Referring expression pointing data
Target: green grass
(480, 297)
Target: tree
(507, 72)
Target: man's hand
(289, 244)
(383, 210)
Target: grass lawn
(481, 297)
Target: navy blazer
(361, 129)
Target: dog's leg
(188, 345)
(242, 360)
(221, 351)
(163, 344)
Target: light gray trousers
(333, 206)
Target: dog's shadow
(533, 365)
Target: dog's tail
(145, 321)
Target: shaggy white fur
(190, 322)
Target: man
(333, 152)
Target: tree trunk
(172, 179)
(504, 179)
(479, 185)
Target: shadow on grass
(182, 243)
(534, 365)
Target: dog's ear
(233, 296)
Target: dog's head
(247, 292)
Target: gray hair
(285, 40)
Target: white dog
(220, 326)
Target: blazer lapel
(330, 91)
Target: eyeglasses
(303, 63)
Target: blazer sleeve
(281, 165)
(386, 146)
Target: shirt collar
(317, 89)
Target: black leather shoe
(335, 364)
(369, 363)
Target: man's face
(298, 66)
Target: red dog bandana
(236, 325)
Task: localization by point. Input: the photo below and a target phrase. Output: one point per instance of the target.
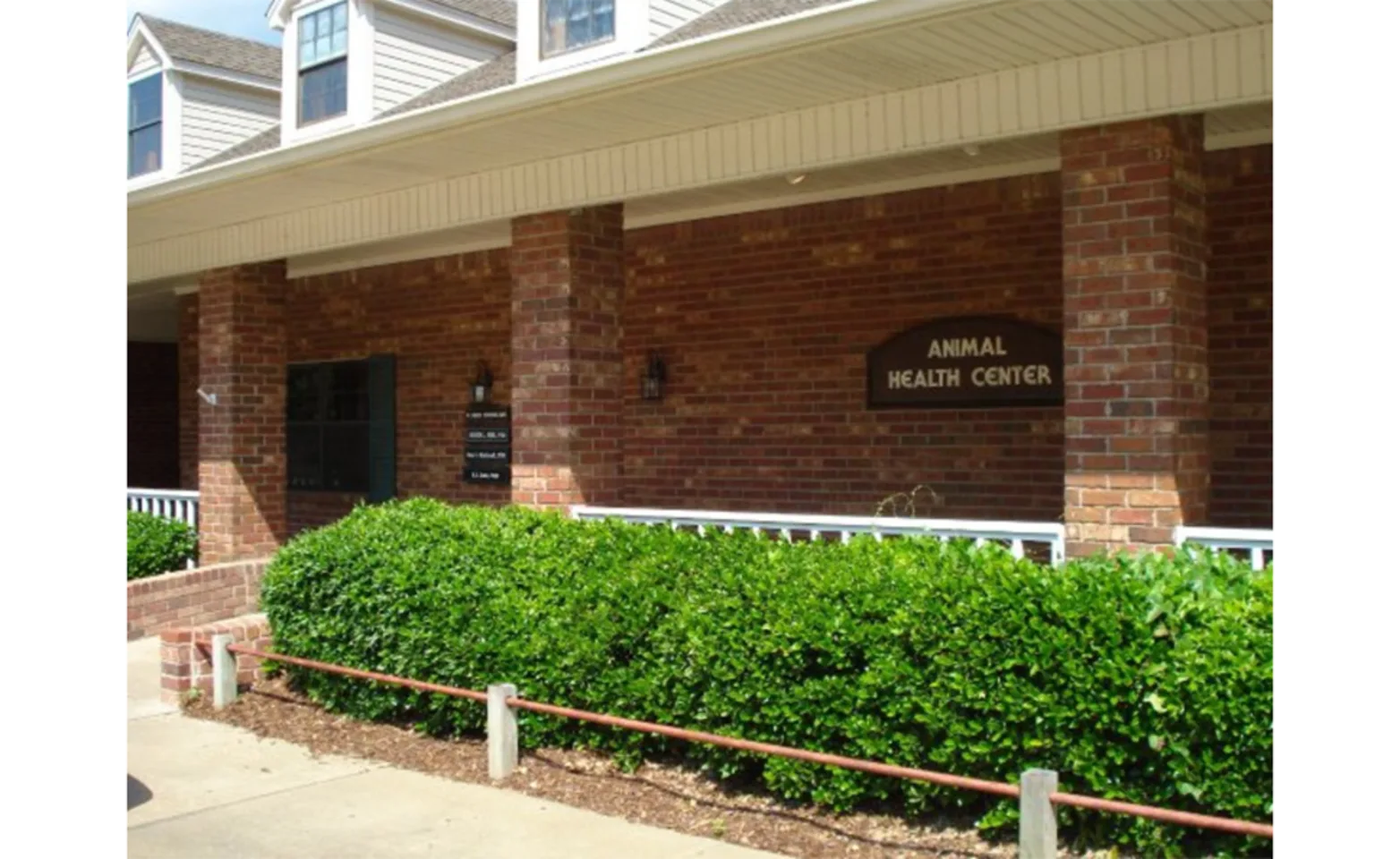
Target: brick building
(741, 205)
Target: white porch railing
(1258, 541)
(1014, 535)
(166, 504)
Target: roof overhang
(857, 81)
(138, 35)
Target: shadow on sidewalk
(133, 792)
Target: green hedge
(1148, 680)
(156, 544)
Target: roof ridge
(205, 30)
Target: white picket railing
(166, 504)
(1258, 541)
(1014, 535)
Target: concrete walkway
(199, 789)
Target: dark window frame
(322, 421)
(337, 59)
(157, 124)
(595, 9)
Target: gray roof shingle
(501, 70)
(488, 76)
(258, 143)
(500, 12)
(735, 14)
(208, 47)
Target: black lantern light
(482, 387)
(654, 378)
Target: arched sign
(968, 362)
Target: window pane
(143, 153)
(322, 91)
(555, 27)
(346, 456)
(349, 392)
(304, 456)
(144, 102)
(303, 394)
(322, 34)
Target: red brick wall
(566, 353)
(1241, 277)
(186, 655)
(243, 447)
(188, 394)
(151, 416)
(439, 318)
(764, 320)
(195, 596)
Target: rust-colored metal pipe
(377, 677)
(1094, 804)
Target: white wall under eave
(414, 54)
(216, 116)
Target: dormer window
(573, 24)
(322, 64)
(143, 126)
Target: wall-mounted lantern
(654, 378)
(482, 387)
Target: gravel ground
(655, 795)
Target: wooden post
(501, 735)
(1037, 827)
(226, 670)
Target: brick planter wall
(186, 655)
(196, 596)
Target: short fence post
(226, 670)
(1037, 829)
(501, 735)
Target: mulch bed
(655, 795)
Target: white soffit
(871, 97)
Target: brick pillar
(566, 357)
(185, 397)
(243, 361)
(1137, 455)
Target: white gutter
(687, 57)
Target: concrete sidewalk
(203, 789)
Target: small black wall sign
(488, 454)
(968, 362)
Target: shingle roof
(501, 72)
(501, 12)
(488, 76)
(735, 14)
(258, 143)
(231, 54)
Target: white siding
(412, 55)
(143, 64)
(216, 116)
(1218, 70)
(670, 14)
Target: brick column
(243, 361)
(566, 357)
(1137, 456)
(185, 396)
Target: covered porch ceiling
(849, 96)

[ASSIGNMENT]
Reproduce exactly the lines from the one containing "Target: shingle roof" through the last line of the records, both included, and nothing else.

[OUTPUT FOR THIS TASK]
Target: shingle roof
(501, 72)
(501, 12)
(488, 76)
(735, 14)
(258, 143)
(231, 54)
Target: white siding
(412, 55)
(143, 64)
(216, 116)
(1218, 70)
(670, 14)
Target: brick column
(243, 361)
(566, 357)
(1137, 456)
(185, 396)
Target: covered porch ceiling
(849, 96)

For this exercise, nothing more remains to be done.